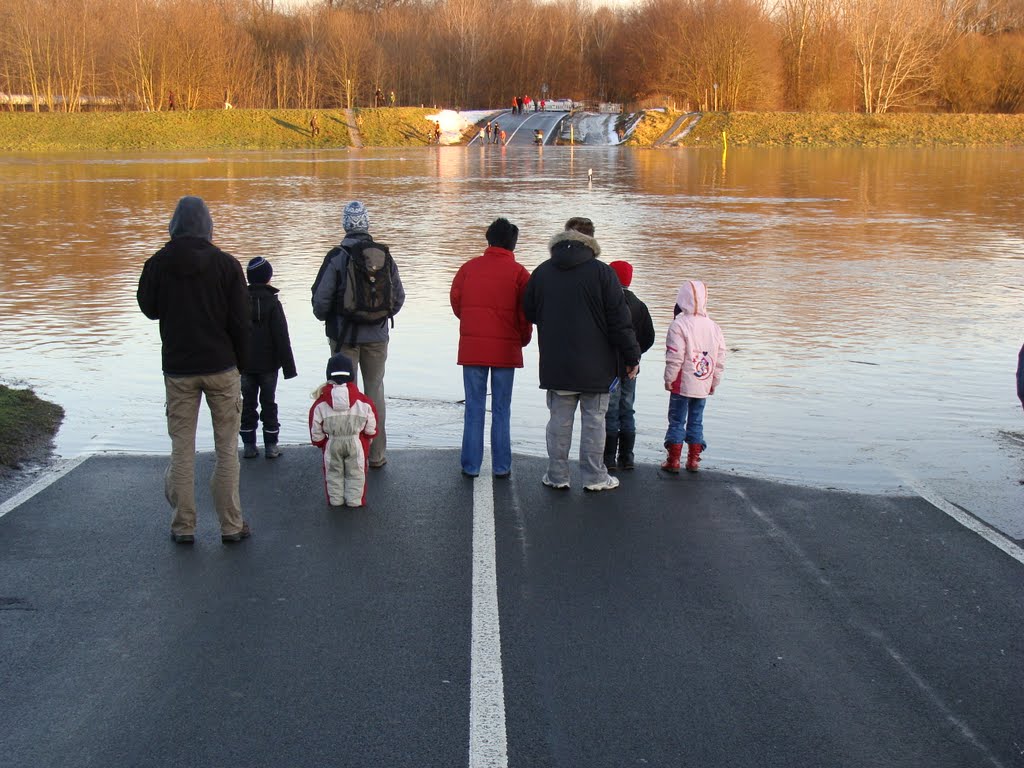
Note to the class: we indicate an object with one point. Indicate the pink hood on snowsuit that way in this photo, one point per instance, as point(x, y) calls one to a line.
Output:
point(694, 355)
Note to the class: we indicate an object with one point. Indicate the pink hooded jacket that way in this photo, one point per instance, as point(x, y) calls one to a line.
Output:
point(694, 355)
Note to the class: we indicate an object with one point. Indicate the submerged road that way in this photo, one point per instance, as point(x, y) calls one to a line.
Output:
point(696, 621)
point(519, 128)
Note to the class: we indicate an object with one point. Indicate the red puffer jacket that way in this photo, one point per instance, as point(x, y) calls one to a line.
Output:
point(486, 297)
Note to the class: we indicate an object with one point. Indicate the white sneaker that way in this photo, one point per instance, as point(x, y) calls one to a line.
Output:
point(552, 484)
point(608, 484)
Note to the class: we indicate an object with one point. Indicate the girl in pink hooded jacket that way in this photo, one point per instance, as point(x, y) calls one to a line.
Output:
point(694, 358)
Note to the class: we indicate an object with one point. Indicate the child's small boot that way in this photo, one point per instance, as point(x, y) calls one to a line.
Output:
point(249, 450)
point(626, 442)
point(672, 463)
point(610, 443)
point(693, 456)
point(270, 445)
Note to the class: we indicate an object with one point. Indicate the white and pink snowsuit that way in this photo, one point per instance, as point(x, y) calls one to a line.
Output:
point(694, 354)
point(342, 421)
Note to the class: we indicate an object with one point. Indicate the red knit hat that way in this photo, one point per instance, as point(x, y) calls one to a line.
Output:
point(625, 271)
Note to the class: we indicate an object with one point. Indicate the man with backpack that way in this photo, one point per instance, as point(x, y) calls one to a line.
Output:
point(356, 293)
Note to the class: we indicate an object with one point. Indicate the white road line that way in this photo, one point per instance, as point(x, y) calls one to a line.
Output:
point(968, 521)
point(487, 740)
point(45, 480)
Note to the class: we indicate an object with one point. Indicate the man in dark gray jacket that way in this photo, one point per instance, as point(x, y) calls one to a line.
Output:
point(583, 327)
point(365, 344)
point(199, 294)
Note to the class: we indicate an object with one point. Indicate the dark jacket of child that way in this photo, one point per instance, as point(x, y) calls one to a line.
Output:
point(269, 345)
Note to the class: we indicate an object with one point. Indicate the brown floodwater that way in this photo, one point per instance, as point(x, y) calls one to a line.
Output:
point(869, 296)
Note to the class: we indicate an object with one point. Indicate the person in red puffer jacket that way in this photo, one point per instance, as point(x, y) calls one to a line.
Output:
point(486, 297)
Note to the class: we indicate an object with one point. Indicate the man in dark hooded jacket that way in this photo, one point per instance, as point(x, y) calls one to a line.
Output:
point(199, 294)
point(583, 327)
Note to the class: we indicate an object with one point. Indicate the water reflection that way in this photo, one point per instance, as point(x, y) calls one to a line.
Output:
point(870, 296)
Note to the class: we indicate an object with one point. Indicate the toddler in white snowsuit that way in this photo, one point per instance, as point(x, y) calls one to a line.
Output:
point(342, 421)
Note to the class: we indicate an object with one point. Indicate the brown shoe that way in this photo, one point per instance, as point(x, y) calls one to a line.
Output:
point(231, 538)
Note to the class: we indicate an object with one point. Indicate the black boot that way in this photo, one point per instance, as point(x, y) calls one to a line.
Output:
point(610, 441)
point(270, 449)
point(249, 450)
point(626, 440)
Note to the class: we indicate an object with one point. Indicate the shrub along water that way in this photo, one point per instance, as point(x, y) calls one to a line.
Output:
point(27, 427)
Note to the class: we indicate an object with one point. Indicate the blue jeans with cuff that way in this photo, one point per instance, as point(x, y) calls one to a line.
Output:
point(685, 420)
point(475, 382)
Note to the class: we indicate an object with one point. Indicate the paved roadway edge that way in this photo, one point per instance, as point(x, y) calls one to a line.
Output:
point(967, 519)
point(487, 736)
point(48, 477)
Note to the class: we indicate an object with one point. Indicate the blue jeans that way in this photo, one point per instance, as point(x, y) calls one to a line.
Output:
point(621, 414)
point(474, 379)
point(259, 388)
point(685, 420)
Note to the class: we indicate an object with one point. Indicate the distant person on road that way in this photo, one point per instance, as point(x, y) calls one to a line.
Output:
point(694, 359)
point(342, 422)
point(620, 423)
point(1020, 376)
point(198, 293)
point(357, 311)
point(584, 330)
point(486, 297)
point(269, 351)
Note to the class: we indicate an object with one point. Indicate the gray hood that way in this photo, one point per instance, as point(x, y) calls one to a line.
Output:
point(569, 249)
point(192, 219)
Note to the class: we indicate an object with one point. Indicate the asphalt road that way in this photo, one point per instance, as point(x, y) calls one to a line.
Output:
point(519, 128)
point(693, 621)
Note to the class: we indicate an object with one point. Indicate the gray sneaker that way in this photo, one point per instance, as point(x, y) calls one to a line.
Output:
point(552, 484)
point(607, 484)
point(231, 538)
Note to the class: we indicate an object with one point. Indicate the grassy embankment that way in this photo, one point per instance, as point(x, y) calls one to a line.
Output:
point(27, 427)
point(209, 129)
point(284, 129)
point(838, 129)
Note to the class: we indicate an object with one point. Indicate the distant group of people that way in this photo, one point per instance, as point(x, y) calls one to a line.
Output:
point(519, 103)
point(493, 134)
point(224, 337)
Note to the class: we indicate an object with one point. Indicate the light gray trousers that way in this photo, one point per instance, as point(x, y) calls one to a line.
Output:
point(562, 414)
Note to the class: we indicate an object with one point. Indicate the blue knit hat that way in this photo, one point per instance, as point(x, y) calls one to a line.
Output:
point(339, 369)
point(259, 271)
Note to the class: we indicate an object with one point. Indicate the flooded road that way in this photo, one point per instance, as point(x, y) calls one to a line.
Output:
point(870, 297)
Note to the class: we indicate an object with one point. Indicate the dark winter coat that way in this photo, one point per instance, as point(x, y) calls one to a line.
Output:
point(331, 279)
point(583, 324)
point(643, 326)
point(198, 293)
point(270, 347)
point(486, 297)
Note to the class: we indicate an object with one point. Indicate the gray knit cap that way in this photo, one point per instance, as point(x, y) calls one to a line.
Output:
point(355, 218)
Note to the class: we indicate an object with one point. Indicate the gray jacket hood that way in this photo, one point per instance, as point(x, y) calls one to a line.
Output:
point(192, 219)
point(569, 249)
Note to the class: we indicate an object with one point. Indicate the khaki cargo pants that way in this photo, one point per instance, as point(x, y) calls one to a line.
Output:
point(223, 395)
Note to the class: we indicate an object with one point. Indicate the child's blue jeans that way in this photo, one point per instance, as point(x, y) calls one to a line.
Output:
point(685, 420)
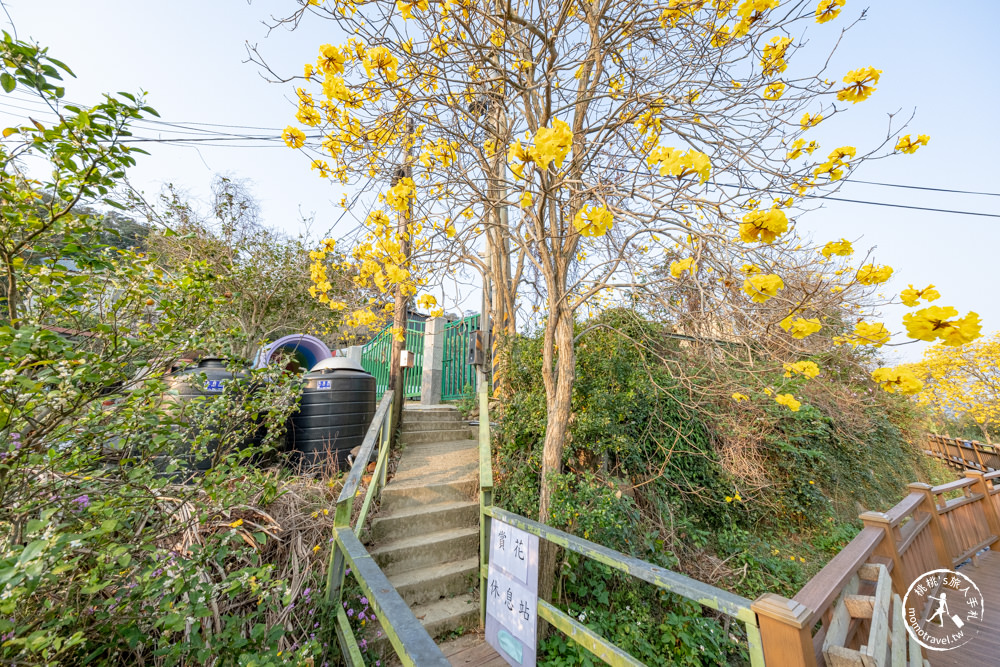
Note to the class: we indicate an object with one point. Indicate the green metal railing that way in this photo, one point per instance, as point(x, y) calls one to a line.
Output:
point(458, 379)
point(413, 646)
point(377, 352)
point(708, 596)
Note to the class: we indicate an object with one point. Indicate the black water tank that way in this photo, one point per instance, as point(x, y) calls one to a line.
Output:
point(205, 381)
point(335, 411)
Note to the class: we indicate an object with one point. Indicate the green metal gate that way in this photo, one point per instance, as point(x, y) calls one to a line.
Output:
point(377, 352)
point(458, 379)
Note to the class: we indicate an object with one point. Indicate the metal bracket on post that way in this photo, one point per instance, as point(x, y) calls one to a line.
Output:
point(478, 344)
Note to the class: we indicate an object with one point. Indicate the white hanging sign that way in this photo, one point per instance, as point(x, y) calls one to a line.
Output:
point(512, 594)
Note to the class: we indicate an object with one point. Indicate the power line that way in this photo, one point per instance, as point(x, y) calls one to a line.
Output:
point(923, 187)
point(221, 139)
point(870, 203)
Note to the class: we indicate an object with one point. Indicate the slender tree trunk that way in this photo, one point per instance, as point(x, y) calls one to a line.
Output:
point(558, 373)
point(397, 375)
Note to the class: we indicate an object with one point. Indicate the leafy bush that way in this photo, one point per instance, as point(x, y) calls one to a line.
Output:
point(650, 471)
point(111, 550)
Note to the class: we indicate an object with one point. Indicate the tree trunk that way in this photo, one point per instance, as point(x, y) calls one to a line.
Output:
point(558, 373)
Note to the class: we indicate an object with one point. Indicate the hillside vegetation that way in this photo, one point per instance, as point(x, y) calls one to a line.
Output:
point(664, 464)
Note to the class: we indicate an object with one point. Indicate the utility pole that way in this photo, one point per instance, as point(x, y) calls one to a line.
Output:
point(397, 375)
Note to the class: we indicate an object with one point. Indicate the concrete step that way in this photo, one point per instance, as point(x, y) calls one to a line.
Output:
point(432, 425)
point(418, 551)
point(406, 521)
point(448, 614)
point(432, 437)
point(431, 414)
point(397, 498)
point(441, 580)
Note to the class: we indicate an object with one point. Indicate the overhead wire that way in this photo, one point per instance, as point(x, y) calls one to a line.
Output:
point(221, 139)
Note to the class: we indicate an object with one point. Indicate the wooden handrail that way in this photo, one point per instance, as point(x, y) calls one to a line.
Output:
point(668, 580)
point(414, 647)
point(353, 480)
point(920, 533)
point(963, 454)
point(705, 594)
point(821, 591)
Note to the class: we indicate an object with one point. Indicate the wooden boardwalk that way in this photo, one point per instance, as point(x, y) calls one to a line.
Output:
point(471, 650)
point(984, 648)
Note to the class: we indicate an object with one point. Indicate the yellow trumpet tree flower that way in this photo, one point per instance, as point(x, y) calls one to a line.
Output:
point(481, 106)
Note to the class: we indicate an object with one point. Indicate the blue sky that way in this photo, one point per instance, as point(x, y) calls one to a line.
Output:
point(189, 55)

_____

Scan the entries for the word "jeans". Report each line that has it.

Note to the class: we indicate an object with one point. Indicate the blue jeans with cuff that way in this photo, one point per instance, as point(x, y) calls one to a line.
Note to the class: we indicate an object with one point. Indicate the blue jeans that way in this photo, one point per instance, as point(x, y) calls one to a line.
Note to the class: we indicate an object with one point. Indicate the child's blue jeans that way in this photo, one point per instance, as point(x, y) calls one to a line.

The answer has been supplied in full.